▶ Texto para leer
Quentin Sommerville, uno de los reporteros de guerra más experimentados de la BBC, caminó recientemente entre los escombros en Járkiv y dijo sobre el bombardeo ruso: “Si estas tácticas no le son familiares, entonces no ha estado prestando atención”.
Debería saberlo. Él pasó suficiente tiempo bajo los cohetes rusos en Siria como para prestar atención. Pero los gobiernos del mundo democrático, ¿cuánta atención han estado prestando a la naturaleza del régimen de Putin?
La evidencia se ha ido acumulando durante años.
Han pasado dos décadas desde que envió tropas a Georgia, alegando que estaba apoyando regiones disidentes.
Más tarde, envió espías a ciudades británicas, armados con agentes neurotóxicos para asesinar a los rusos exiliados.
En 2014, invadió el este de Ucrania y se anexó Crimea.
A pesar de todo esto, Alemania y gran parte de la Unión Europea (UE) se encerraron en una dependencia malsana del gas ruso. Un año después de la anexión de Crimea, aprobaron la construcción de un nuevo oleoducto, Nord Stream 2, para impulsar el suministro.

▶ Tarea escrita 1
Reproduce del texto sobre el régimen de Putin el fragmento que va de "Debería saberlo. Él" a "régimen de Putin?".
▶ Tarea escrita 2
En el texto sobre el régimen de Putin, ¿qué oleoducto aprobaron Alemania y gran parte de la Unión Europea un año después de la anexión de Crimea?

▶ Ítems proporcionados
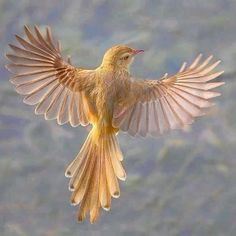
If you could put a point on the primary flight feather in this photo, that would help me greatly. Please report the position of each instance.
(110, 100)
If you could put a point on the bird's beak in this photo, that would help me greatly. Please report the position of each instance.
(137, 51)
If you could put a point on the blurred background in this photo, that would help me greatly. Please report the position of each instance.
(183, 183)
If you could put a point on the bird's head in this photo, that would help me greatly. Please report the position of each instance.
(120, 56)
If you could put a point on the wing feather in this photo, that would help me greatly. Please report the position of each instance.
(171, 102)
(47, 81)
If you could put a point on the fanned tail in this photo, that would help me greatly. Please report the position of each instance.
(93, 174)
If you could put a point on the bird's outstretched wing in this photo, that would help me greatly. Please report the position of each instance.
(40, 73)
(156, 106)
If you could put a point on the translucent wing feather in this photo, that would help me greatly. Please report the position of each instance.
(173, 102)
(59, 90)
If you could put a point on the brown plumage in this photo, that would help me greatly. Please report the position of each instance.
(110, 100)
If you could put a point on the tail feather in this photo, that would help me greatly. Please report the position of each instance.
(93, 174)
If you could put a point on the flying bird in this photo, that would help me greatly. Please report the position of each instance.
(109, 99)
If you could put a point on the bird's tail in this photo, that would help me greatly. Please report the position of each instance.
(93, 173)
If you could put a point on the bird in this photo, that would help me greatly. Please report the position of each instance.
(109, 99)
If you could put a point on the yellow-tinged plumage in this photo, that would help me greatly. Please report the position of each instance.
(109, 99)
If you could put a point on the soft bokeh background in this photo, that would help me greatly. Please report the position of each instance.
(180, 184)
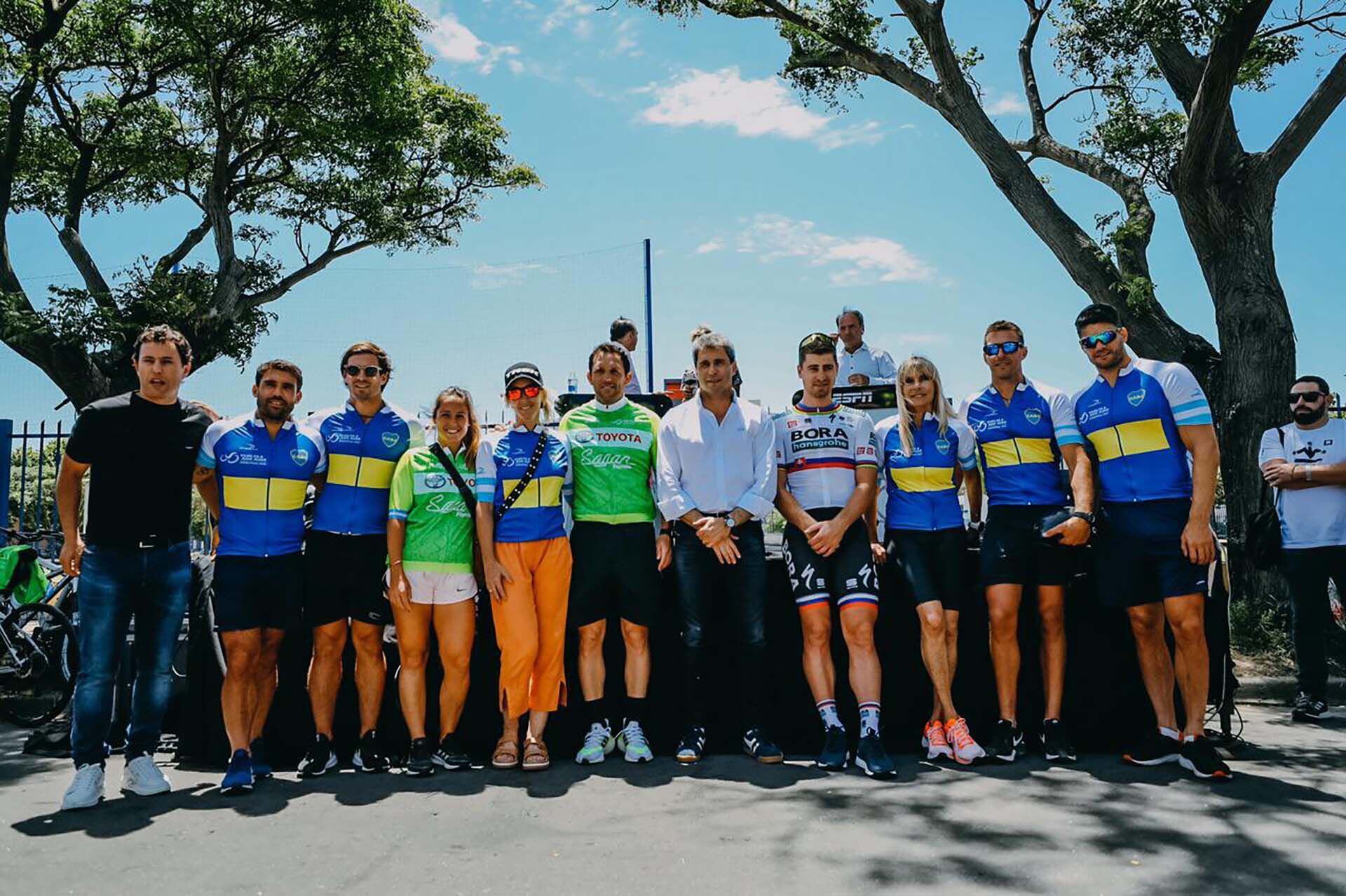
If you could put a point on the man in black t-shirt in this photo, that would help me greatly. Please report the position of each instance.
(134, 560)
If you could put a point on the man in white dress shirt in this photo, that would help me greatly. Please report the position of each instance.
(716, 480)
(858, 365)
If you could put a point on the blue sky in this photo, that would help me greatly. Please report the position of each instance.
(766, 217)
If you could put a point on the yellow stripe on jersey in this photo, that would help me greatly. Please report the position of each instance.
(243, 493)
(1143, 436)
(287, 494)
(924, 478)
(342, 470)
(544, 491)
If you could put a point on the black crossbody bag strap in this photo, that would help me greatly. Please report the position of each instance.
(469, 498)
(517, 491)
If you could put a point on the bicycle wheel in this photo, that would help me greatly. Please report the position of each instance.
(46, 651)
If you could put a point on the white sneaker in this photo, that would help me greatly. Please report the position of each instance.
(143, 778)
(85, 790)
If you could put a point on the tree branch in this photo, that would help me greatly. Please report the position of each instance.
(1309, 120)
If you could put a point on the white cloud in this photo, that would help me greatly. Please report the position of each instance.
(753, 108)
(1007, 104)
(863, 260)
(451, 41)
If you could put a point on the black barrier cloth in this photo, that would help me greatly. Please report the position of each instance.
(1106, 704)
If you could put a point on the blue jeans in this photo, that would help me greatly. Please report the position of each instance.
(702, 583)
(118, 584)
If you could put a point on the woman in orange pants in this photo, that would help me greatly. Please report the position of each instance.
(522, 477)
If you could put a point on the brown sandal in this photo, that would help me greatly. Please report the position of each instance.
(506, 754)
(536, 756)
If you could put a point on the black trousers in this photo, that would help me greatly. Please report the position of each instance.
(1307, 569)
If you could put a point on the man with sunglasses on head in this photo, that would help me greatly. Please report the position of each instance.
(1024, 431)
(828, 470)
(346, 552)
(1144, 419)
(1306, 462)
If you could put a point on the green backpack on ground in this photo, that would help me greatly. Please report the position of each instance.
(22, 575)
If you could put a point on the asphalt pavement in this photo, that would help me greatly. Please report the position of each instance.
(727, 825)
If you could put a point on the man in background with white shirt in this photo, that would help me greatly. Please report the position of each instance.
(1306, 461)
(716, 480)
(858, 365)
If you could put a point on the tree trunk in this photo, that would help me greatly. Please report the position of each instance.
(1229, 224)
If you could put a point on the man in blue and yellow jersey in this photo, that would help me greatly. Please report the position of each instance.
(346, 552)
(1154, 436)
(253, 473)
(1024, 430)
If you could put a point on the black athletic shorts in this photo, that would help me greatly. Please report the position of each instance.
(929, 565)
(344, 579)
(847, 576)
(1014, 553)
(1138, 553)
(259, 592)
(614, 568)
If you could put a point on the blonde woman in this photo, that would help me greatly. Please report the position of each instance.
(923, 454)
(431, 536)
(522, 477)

▶ Solución escrita 1
Debería saberlo. Él pasó suficiente tiempo bajo los cohetes rusos en Siria como para prestar atención. Pero los gobiernos del mundo democrático, ¿cuánta atención han estado prestando a la naturaleza del régimen de Putin?

▶ Solución escrita 2
Nord Stream 2.